(Stored items)

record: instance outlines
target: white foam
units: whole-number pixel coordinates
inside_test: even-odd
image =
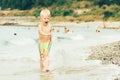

(THE PROBLEM): Extract exactly the lines from the one containing "units: whole-number pixel coordinates" through the last line of the records above, both included, and leave out the pictures.

(TASK ANSWER):
units: whole-number pixel coordinates
inside_test: even-odd
image =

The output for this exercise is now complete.